Listed records:
☆ ☆ ☆ ☆ ☆ ☆ ☆

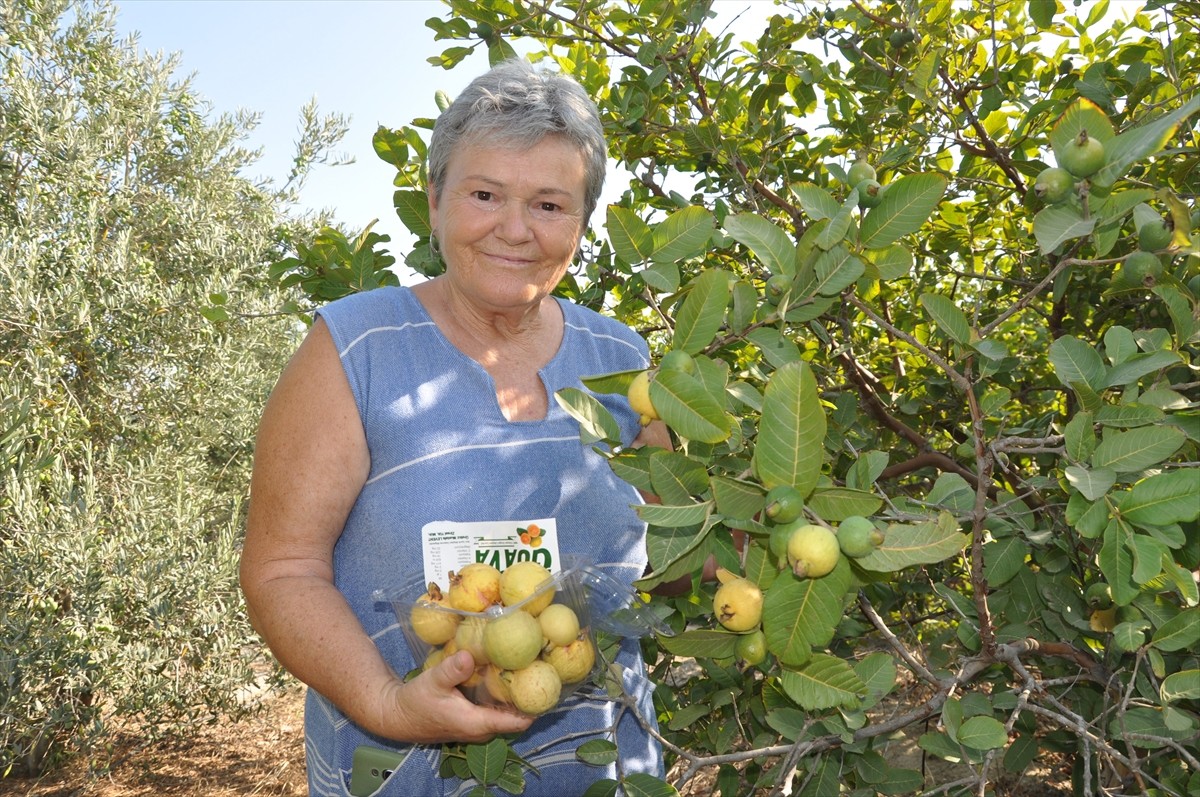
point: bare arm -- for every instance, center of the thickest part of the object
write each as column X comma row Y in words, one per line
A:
column 311, row 460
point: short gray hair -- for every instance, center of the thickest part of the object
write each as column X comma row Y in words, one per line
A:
column 514, row 105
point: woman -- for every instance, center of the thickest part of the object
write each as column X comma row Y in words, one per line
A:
column 407, row 407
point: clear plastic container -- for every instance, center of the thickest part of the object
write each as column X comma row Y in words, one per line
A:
column 598, row 601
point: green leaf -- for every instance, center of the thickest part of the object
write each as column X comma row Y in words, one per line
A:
column 640, row 784
column 791, row 433
column 735, row 498
column 917, row 544
column 1138, row 449
column 839, row 503
column 413, row 209
column 688, row 407
column 905, row 207
column 1139, row 143
column 1092, row 483
column 773, row 246
column 952, row 321
column 1183, row 684
column 701, row 643
column 486, row 761
column 983, row 733
column 597, row 423
column 683, row 234
column 702, row 312
column 1164, row 498
column 675, row 516
column 803, row 613
column 1075, row 361
column 1042, row 12
column 1057, row 223
column 599, row 753
column 1079, row 437
column 1181, row 633
column 390, row 147
column 815, row 201
column 631, row 238
column 823, row 682
column 839, row 223
column 1135, row 367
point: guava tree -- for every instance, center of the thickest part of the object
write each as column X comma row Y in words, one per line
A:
column 131, row 385
column 922, row 276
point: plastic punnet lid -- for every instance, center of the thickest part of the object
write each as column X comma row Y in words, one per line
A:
column 617, row 607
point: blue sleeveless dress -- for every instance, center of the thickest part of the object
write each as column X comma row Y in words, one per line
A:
column 442, row 450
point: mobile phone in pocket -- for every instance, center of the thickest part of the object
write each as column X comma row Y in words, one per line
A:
column 371, row 767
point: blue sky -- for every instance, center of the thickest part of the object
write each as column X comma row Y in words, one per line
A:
column 359, row 58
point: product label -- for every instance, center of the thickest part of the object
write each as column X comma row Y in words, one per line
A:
column 448, row 545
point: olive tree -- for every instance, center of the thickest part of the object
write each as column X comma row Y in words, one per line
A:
column 921, row 276
column 131, row 389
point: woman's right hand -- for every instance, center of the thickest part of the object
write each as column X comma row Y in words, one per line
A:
column 430, row 708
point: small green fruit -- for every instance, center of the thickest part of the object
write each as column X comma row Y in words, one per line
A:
column 1098, row 595
column 857, row 537
column 870, row 193
column 813, row 551
column 1155, row 235
column 784, row 504
column 1054, row 185
column 677, row 360
column 775, row 287
column 859, row 171
column 1084, row 156
column 751, row 647
column 1141, row 269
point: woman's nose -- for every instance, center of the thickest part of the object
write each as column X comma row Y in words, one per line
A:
column 514, row 225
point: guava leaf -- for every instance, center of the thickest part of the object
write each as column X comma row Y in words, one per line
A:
column 413, row 210
column 823, row 682
column 1139, row 365
column 1164, row 498
column 815, row 201
column 839, row 503
column 675, row 516
column 1138, row 143
column 701, row 643
column 702, row 312
column 1137, row 449
column 598, row 753
column 905, row 207
column 1077, row 361
column 688, row 407
column 640, row 784
column 790, row 447
column 983, row 733
column 839, row 223
column 735, row 498
column 1092, row 483
column 802, row 613
column 1181, row 633
column 773, row 246
column 486, row 761
column 948, row 317
column 597, row 424
column 683, row 234
column 1059, row 223
column 1183, row 684
column 630, row 237
column 917, row 544
column 832, row 273
column 1116, row 562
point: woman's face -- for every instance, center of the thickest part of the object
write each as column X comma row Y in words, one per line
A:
column 509, row 220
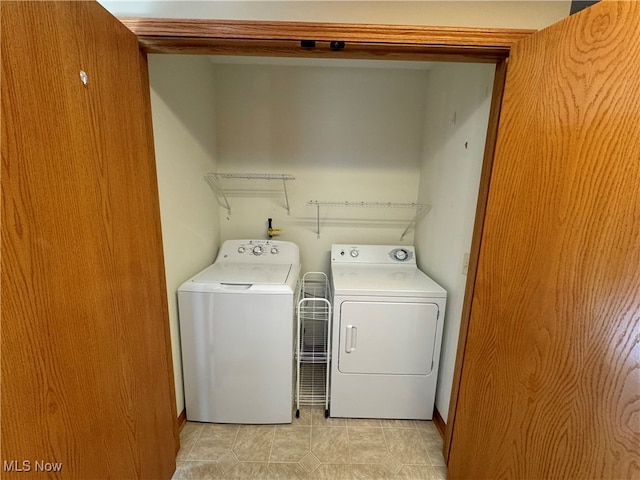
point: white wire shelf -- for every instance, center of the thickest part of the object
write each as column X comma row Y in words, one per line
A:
column 313, row 344
column 214, row 181
column 421, row 209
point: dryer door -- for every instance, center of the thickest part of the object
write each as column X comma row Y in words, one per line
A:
column 387, row 337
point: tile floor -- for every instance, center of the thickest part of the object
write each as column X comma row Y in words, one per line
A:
column 312, row 447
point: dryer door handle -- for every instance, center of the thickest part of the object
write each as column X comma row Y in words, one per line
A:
column 351, row 339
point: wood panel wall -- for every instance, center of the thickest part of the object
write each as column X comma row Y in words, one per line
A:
column 86, row 371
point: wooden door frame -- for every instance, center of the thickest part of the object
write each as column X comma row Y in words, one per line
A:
column 377, row 42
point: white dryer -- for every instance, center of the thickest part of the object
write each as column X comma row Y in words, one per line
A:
column 386, row 333
column 237, row 334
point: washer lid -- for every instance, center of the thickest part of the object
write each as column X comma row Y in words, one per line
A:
column 367, row 279
column 244, row 273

☆ ☆ ☆ ☆ ☆ ☆ ☆

Exercise instructions: Repeat only the lines between the start of the data and the line with "point: short gray", including those two lines, and skip the pictures.

Answer for this exercise:
point: bare arm -- for every instance, center of the thickest part of the object
write each as column X comma row Y in words, one per line
A:
column 311, row 460
point: short gray hair -- for every instance, center of the thickest part of the object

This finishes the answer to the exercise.